_ASSIGNMENT_
What is needed is an exact repeat of the lines from the line containing "Target: rocky cliff face" through the final line of the entries below, and nothing else.

[RECORDED INFORMATION Boundary: Start]

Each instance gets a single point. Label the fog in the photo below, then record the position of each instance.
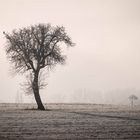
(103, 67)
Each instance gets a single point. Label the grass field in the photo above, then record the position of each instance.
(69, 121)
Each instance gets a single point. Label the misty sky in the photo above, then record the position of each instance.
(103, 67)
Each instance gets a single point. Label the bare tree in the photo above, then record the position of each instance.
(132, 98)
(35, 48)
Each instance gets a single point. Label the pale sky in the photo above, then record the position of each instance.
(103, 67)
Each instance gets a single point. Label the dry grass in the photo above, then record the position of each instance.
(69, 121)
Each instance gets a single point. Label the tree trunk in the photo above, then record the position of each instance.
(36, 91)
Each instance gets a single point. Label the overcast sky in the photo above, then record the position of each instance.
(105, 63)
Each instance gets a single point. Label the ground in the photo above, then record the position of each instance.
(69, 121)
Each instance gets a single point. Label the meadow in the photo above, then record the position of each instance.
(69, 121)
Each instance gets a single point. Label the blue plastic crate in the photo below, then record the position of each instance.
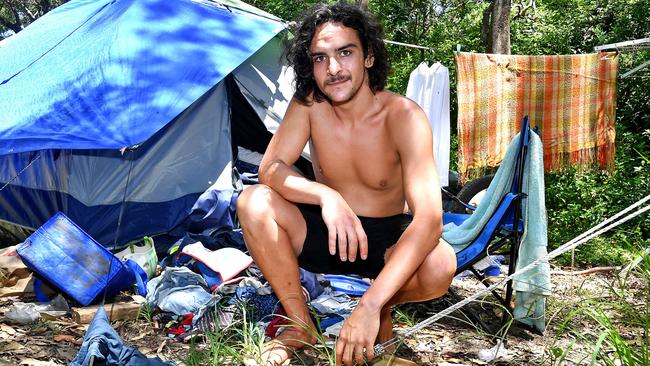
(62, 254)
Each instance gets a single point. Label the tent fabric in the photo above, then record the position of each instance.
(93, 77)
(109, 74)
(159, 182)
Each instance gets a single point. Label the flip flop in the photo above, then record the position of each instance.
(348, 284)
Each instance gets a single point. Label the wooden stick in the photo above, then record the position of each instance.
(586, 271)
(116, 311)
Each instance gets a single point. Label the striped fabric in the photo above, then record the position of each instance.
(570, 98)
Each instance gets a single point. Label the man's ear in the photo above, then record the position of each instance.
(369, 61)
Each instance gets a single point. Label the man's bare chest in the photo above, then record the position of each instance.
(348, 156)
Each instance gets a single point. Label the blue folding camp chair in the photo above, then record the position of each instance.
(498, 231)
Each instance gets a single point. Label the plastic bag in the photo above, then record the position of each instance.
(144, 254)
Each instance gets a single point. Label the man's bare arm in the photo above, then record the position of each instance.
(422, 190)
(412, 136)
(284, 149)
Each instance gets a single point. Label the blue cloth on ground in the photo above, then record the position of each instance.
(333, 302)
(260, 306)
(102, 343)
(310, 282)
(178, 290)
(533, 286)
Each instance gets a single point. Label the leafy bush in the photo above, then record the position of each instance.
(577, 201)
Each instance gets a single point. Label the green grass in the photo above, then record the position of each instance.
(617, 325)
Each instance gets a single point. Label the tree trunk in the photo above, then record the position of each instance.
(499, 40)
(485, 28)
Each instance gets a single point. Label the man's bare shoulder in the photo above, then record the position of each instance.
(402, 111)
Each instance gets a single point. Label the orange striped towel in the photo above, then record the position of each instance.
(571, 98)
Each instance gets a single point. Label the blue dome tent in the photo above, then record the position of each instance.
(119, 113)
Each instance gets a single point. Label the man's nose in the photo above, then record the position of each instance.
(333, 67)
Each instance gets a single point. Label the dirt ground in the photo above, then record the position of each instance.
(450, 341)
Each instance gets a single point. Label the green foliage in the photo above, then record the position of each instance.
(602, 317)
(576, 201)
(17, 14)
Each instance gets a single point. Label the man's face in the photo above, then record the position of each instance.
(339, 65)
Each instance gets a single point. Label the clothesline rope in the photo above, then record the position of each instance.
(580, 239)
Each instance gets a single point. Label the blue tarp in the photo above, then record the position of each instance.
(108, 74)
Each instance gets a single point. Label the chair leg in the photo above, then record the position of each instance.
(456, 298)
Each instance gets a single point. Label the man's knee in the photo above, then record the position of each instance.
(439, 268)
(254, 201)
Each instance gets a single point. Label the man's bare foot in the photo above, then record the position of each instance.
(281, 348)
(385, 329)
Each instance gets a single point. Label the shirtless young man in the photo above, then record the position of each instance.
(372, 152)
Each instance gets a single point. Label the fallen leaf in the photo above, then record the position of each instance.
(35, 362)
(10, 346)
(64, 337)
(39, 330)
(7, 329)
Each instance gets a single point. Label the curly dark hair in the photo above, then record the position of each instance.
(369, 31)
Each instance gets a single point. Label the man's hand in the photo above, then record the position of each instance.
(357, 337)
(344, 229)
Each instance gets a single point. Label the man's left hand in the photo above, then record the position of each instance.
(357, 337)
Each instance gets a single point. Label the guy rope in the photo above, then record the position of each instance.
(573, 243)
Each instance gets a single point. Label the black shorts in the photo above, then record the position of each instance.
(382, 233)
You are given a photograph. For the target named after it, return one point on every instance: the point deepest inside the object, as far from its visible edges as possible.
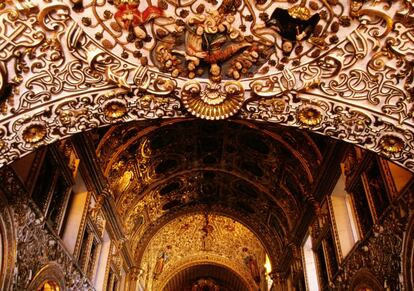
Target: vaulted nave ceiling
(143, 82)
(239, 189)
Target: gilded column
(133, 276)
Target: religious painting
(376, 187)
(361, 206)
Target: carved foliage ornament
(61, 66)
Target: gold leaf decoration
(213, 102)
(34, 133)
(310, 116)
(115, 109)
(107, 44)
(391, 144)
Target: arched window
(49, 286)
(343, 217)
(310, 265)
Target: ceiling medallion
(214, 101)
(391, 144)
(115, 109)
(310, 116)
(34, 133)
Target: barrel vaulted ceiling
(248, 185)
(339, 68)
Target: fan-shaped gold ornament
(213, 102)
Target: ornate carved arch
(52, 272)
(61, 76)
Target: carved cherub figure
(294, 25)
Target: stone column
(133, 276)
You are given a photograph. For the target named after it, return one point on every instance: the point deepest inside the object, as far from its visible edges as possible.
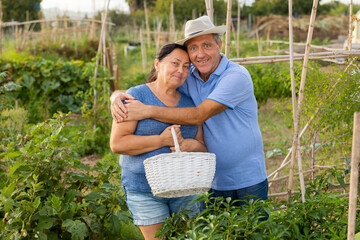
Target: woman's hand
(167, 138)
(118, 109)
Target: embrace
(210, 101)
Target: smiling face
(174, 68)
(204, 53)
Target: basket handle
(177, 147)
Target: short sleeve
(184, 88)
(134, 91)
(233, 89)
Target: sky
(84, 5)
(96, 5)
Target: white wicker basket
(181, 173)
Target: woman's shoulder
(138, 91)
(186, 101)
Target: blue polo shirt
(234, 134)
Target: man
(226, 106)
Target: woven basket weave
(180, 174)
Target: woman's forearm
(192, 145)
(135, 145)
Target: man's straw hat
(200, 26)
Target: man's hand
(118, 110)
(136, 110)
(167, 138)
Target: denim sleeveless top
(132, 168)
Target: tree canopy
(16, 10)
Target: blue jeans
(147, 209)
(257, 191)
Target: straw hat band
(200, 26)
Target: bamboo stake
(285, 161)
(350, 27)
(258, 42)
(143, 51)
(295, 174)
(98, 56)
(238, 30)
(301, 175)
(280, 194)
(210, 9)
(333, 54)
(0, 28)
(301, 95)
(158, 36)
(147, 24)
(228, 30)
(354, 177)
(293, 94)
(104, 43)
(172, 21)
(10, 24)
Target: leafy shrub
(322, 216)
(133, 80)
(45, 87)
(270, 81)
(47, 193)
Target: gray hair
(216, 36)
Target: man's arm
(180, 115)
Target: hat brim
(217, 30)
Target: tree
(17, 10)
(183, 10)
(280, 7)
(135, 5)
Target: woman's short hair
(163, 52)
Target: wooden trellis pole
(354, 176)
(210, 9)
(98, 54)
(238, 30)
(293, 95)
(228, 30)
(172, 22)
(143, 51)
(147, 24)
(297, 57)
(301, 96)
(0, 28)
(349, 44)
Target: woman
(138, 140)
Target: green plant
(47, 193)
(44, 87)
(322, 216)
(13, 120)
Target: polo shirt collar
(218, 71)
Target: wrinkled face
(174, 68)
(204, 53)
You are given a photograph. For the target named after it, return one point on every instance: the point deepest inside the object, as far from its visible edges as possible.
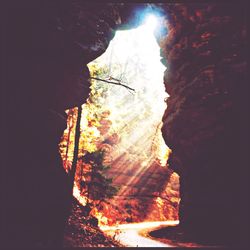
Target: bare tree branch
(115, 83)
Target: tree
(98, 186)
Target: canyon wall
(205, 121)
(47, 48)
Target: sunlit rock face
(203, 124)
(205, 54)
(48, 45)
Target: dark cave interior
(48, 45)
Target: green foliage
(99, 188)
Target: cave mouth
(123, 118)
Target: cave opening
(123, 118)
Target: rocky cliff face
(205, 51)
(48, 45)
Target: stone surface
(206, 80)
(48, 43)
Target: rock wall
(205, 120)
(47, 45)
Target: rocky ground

[RECORDED INFORMATION Boundary: End]

_WRITTEN ANSWER_
Target: rocky cliff face
(205, 51)
(48, 45)
Target: stone surface
(206, 80)
(48, 43)
Target: rock wall
(205, 120)
(47, 45)
Target: rocky ground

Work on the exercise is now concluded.